» **Goal**
Copy out every line of the material below word for word. Leave out the pictures.

START Supplied entries

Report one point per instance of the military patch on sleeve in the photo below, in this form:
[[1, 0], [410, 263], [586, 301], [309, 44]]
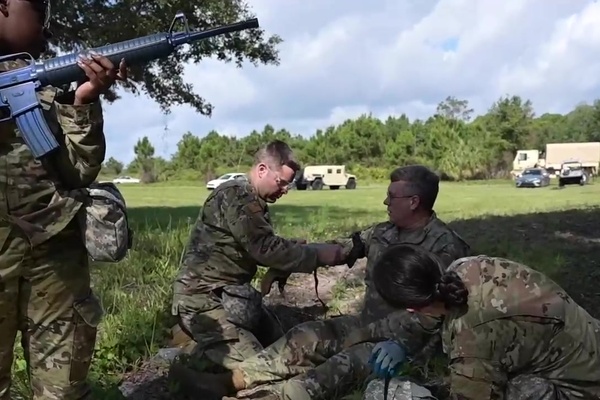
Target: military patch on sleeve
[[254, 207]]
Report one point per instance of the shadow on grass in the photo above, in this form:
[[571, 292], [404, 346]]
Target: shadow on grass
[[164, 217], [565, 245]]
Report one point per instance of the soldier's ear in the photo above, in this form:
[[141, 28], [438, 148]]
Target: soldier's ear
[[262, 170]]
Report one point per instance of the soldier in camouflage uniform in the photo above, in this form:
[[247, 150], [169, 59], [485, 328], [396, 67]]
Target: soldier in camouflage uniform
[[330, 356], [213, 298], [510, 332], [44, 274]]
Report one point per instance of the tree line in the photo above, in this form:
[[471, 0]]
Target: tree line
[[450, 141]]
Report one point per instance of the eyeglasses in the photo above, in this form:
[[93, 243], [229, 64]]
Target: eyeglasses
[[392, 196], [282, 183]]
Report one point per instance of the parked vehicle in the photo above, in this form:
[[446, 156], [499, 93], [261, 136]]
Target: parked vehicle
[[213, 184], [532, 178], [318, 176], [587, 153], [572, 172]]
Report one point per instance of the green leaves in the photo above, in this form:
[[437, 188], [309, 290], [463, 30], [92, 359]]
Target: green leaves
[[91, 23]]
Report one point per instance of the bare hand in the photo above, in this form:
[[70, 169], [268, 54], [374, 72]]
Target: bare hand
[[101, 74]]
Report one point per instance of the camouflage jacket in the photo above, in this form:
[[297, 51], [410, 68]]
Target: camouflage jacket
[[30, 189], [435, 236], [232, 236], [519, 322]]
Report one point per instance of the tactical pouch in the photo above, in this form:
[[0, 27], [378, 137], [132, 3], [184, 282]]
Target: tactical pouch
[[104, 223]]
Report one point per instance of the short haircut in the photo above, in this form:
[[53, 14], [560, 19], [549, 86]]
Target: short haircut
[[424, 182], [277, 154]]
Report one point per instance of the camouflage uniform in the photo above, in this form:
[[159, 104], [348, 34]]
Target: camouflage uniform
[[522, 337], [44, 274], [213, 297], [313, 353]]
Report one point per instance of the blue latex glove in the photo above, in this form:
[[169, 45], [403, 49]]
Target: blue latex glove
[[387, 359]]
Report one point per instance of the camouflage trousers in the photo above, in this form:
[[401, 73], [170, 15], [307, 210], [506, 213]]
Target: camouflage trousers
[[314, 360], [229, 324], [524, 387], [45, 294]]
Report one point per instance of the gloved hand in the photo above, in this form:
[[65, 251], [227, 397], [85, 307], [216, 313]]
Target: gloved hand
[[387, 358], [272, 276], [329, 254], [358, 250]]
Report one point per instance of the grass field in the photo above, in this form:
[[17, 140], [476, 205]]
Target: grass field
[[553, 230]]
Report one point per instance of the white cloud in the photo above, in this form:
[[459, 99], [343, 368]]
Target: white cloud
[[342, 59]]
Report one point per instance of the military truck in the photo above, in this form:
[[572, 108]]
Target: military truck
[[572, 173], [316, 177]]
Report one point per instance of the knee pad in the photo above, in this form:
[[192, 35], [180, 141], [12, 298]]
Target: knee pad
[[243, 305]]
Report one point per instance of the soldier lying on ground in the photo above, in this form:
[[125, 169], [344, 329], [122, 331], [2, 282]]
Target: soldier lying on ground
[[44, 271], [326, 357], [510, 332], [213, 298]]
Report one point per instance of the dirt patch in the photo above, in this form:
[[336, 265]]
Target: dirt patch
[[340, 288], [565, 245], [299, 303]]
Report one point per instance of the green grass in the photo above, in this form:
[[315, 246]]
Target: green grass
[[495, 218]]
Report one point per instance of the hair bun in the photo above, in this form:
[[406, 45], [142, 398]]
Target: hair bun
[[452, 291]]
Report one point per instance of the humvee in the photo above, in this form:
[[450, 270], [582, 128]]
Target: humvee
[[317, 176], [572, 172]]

END Supplied entries

» **Correct result**
Report one point per instance of the military patch on sleeve in the photo below, in this form:
[[1, 0], [410, 263], [586, 301], [309, 44]]
Target: military patch on sleeve
[[254, 207]]
Report one point per instance of the shadow on grass in the photo above, in this form:
[[571, 292], [404, 346]]
Target: shadow on grass
[[164, 217], [565, 245]]
Report one point per instance of the soldier's ear in the photo above, in this form:
[[141, 28], [438, 148]]
Target: soldier's ear
[[262, 170]]
Report one point per instance of the soldier in camouflage uniform in the photo above, in this form:
[[247, 150], [169, 59], [485, 328], [396, 67]]
Target: soldier in camouflage uniform
[[330, 356], [213, 298], [510, 332], [44, 274]]
Report one point per instance of the tree line in the photo above, in this form:
[[471, 0]]
Target: tree line
[[450, 141]]
Report one point per instance of the eyeglasses in the photo above, in this form:
[[93, 243], [229, 64]]
Target: eyeglasses
[[392, 196], [282, 183]]
Report one point per instance of the parked vehicle in the photo above, in this form:
[[446, 156], [499, 93], [261, 136]]
Target: parked vehicle
[[213, 184], [532, 178], [318, 176], [587, 153], [572, 172]]
Report one point per instance of the green leaves in the photo above, in this form:
[[437, 188], [309, 290], [463, 30], [92, 359]]
Target: green leaves
[[91, 23]]
Report one point per instance of the bare hand in the photo above, in this form:
[[70, 169], [268, 54], [374, 72]]
Target: bare hand
[[101, 74]]
Report one point per instance of the camouflage jacket in the photo above, in this form:
[[297, 51], [410, 68]]
Target: camouflage jacket
[[30, 189], [435, 236], [232, 236], [519, 322]]
Report one point per instance of the tactical pouch in the photo above, in this form:
[[0, 27], [378, 137], [132, 3], [184, 282]]
Target: tactical pouch
[[104, 223]]
Report one point per instance of the short haircut in the photo above, in this form:
[[53, 14], [560, 19], [549, 86]]
Target: short haircut
[[424, 182], [277, 154]]
Report one point per instance of the camouflage uniform in the photo above, in this form:
[[159, 104], [348, 34]]
Target: camouflage uniform
[[522, 337], [44, 274], [213, 297], [313, 353]]
Report one point per instance of the blue latex glove in the photo above, in this form:
[[169, 45], [403, 49]]
Target: blue latex glove
[[387, 359]]
Report one point per instance of the camouflage trousers in the photo above, in this form:
[[401, 73], [170, 15], [307, 210], [506, 213]]
Target: camouflage trousers
[[314, 360], [229, 324], [524, 387], [45, 294]]
Report one point per instance of the gloved hand in the photo above, in this form:
[[65, 251], [227, 397], [85, 307], [216, 313]]
Target: gloved hand
[[387, 358], [272, 276], [329, 254], [358, 250]]
Report one point per instance of the grass field in the photo above, in this form:
[[17, 140], [476, 205]]
Target: grass field
[[553, 230]]
Report one point per instance of the white cloud in the photo above, in this form:
[[459, 99], [343, 368]]
Target: white cloud
[[342, 59]]
Report one point per instance of the military truck in the photo above, in this form:
[[572, 108]]
Target: military truck
[[572, 173], [316, 177]]
Report one point per instance of the knee pad in the photo above, in this form:
[[192, 35], [180, 141], [12, 298]]
Target: knee pad
[[243, 305]]
Report one point per instance of the soldier lying on ground in the photo above, in this form:
[[125, 169], [344, 329], [122, 331], [2, 282]]
Target: soldier lying on ground
[[44, 271], [326, 357], [510, 332], [213, 298]]
Report one point per instance of the dirt patch in the photo above, in this form:
[[336, 265]]
Target: dirt patch
[[340, 288], [565, 245], [299, 303]]
Report one point per instance of the green grass in the photo above, in this form:
[[315, 246]]
Target: green grass
[[495, 218]]
Report one point per instance of the hair bun in the photo above, in this form:
[[406, 45], [142, 398]]
Target: hair bun
[[452, 291]]
Report one point per instance of the humvee in the photo above, in this form:
[[450, 270], [582, 128]]
Target: humvee
[[317, 176], [572, 172]]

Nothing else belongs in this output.